■ Written problem
In all the items below, swap "marker" for "dot" wherever it appears. Reproduce the lines with everything else unchanged.

* START Source material *

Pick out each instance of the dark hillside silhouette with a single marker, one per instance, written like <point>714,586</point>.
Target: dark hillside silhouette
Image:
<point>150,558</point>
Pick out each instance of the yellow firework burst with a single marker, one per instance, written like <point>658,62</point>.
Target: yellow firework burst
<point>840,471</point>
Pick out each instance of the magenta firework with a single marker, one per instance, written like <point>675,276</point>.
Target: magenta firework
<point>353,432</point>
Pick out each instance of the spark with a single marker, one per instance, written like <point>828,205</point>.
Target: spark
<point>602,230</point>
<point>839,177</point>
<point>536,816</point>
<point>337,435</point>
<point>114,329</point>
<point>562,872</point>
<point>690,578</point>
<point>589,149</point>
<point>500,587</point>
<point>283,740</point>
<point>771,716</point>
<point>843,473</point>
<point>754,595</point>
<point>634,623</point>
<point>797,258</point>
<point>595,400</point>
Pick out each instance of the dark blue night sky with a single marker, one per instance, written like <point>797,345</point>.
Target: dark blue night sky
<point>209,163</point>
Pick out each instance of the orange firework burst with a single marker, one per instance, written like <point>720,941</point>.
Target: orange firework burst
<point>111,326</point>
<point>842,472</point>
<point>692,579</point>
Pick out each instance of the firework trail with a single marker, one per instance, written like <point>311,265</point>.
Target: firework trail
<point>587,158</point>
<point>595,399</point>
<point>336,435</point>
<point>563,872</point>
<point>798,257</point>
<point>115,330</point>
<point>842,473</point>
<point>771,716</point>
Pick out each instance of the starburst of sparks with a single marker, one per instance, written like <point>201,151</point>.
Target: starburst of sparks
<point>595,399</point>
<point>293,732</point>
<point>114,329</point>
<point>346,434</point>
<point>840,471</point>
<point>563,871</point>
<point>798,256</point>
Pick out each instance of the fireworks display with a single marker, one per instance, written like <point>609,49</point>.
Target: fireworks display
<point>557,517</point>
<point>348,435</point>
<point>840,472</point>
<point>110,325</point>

* END Source material *

■ Problem solution
Pick out each instance of the dark hillside silhouette with a single dot, one per instance, written like <point>714,586</point>.
Target: dark hillside silhouette
Image:
<point>150,558</point>
Pick out each instance of the yellow firework burst with a single dot, one per instance, written like <point>658,62</point>.
Target: yellow firework burst
<point>840,471</point>
Pick out each instance of the magenta firework with a single dot, one per instance, written like <point>675,276</point>.
Target: magenta firework
<point>353,432</point>
Pick out each instance of the spark with a single dot, one per instance, written like <point>828,205</point>.
Target: spark
<point>602,230</point>
<point>839,177</point>
<point>536,816</point>
<point>337,435</point>
<point>114,329</point>
<point>562,872</point>
<point>690,578</point>
<point>589,149</point>
<point>500,587</point>
<point>283,740</point>
<point>771,716</point>
<point>843,473</point>
<point>754,595</point>
<point>634,623</point>
<point>797,258</point>
<point>595,400</point>
Pick out each instance of the dark blue night sky with a single dot, one per instance, written like <point>797,345</point>.
Target: dark blue night sky
<point>209,163</point>
Pick out each instance of the orange firework burst with a single dot, one per instance, written like <point>720,941</point>.
Target: orange firework burst
<point>111,326</point>
<point>842,472</point>
<point>692,579</point>
Pick out each instance of the firework trail with a single dot, one per instance, written like <point>311,265</point>.
Target: firework trail
<point>587,158</point>
<point>595,399</point>
<point>336,435</point>
<point>563,872</point>
<point>798,257</point>
<point>115,330</point>
<point>842,473</point>
<point>771,716</point>
Pick out each instance of the starburst of sparks with a single dot, one per instance, written like <point>201,151</point>.
Target: starburst of sparks
<point>595,399</point>
<point>293,732</point>
<point>114,329</point>
<point>346,434</point>
<point>840,471</point>
<point>563,871</point>
<point>798,256</point>
Pick out each instance of the fireworks display with a single dot, one per instance, written like <point>609,49</point>.
Target: fireworks display
<point>557,517</point>
<point>348,435</point>
<point>840,472</point>
<point>110,325</point>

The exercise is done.